PROBLEM 1 ->
Answer these questions using the post on age verification laws:
(a) In how many states have such laws been passed since 2023?
(b) On what date did the Free Speech Coalition argue before the Supreme Court?
(c) Which catalogue does the writer say boys looked at for excitement?
PROBLEM 2 -> Rewrite the post on age verification laws from "Are platforms like" to "of their users?", replacing "profits" with "revenue".
PROBLEM 3 ->
Say whether each statement agrees with the post on age verification laws. Answer yes or no, and quote the words that decide it.
(a) The Free Speech Coalition is a nonprofit.
(b) The writer says the Yahoo! News article gives evidence that the laws would harm minors.
(c) When the writer was young, boys could freely buy Playboy.

PAGE TEXT ->
-------------------------

The porno industry crawls out from under its rock and claims protecting kids from their 'product' will harm them

Pornography is still around, harming our kids, and as an unscrupulous business, it fights for its interests by fair means or foul.

This Yahoo! News article says that requiring age verification to observe pornography will do more harm than good for minors.

Are platforms like Pornhub against these age verification laws because it impacts their profits or because it risks the privacy and protection of their users?

Such laws, which have been passed in a total of 19 states since 2023, are intended to protect minors from a variety of harmful effects that, studies have found, online pornography can have on underage viewers, including increased misogyny, sexual aggression, mental health issues and unsafe sex. But critics argue that the laws threaten to undermine the rights of adults who use these sites.

The Free Speech Coalition, the nonprofit behind the lawsuit challenging the Texas law, argued before the Supreme Court on Jan. 15 that the law does little to protect minors while violating U.S. law that categorizes adult content as protected speech under the First Amendment and posing a serious threat to users’ privacy.

That makes no sense and the article actually gives no evidence that the laws would harm minors.
 
What the article says is that these laws or rules might harm adults by keeping them from seeing the pornography.
 
That is amazing.
 
How would blocking minors from seeing porn harm adults or violate their privacy?
 
It is a joke to think the internet cares about anyone's privacy. No matter what site I go to, Google and other sites know and chase me around with ads. 
 
When I was young, we were blocked sensibly from buying Penthouse, Playboy, or any other pornographic material. I, like many boys, got some excitement from looking at certain pages in the Sears catalogue.

-------------------------

STORED DATA ->
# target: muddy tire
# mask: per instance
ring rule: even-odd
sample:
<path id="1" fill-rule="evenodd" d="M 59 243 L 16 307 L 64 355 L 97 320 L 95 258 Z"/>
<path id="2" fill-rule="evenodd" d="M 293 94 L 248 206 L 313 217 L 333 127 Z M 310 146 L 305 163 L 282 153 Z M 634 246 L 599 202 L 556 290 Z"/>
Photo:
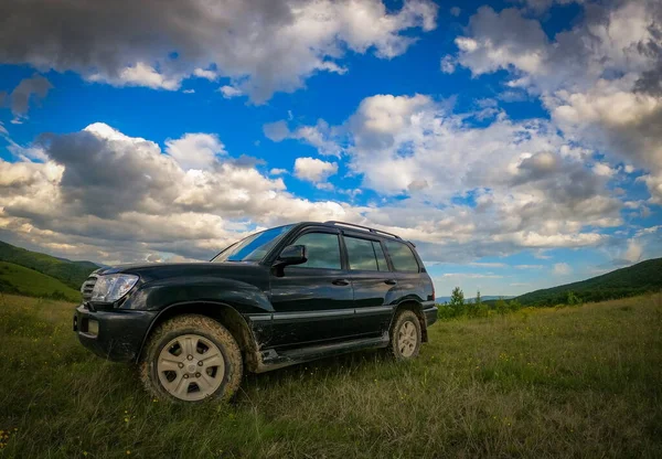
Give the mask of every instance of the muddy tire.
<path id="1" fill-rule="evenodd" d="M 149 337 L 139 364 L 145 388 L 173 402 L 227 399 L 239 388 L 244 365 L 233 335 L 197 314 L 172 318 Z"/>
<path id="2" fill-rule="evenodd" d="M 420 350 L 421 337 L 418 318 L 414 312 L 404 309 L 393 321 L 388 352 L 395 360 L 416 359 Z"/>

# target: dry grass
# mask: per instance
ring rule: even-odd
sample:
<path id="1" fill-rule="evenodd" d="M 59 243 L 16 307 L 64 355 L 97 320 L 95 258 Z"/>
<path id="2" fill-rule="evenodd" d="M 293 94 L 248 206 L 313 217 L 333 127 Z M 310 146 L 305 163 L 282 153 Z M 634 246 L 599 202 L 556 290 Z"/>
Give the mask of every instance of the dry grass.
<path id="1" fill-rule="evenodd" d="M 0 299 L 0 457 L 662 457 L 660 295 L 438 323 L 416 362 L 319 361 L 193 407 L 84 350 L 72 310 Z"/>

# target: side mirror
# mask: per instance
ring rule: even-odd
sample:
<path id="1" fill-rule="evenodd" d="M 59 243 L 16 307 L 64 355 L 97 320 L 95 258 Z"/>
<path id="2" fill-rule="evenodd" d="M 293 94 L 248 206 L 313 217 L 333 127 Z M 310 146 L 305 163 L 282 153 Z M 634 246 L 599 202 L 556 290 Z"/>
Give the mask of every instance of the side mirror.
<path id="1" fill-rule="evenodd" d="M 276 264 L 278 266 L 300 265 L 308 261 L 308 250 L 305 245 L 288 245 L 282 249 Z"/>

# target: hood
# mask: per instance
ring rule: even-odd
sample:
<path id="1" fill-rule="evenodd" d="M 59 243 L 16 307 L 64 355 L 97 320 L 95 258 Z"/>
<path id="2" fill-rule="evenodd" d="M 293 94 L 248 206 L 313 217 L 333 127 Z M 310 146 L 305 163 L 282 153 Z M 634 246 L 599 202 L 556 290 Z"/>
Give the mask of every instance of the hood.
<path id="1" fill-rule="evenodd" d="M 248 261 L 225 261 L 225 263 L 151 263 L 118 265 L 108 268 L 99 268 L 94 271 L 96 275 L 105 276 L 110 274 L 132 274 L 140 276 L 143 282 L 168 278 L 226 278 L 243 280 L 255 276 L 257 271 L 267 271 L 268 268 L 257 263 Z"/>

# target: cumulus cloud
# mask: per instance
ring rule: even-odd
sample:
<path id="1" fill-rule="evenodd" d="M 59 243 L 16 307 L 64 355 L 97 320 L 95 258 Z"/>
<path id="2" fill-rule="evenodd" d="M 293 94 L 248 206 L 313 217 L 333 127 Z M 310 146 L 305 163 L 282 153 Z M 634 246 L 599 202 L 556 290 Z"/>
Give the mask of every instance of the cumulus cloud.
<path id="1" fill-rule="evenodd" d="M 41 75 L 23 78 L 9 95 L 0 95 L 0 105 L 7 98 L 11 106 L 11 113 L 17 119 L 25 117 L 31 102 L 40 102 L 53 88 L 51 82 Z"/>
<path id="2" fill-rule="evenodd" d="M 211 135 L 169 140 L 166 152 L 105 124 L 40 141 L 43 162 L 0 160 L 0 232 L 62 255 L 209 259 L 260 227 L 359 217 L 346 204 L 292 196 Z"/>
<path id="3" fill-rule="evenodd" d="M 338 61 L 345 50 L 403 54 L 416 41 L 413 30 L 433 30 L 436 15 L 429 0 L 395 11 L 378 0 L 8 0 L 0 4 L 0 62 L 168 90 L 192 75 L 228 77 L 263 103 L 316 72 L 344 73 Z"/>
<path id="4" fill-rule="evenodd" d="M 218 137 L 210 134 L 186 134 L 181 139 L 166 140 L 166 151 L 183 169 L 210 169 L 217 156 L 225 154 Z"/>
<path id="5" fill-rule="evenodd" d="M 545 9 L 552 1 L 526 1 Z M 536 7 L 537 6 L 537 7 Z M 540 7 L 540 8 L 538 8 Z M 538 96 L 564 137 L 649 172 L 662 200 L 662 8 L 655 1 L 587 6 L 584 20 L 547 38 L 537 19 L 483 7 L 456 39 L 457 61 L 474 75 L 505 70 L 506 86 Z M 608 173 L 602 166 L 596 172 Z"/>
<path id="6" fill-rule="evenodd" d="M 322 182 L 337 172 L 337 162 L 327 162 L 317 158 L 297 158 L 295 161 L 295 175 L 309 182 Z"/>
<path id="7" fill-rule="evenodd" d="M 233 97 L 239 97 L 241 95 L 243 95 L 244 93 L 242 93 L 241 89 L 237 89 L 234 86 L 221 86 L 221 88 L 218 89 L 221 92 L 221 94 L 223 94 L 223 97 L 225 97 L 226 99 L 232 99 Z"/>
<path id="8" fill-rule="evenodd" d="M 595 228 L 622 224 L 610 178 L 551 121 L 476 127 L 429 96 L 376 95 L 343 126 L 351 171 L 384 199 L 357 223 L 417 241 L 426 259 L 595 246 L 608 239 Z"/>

-------------------------

REPLY 1 ->
(a) 19 states
(b) Jan. 15
(c) The Sears catalogue

REPLY 2 ->
Are platforms like Pornhub against these age verification laws because it impacts their revenue or because it risks the privacy and protection of their users?

REPLY 3 ->
(a) Yes: "The Free Speech Coalition, the nonprofit behind the lawsuit challenging the Texas law"
(b) No: "the article actually gives no evidence that the laws would harm minors."
(c) No: "we were blocked sensibly from buying Penthouse, Playboy, or any other pornographic material."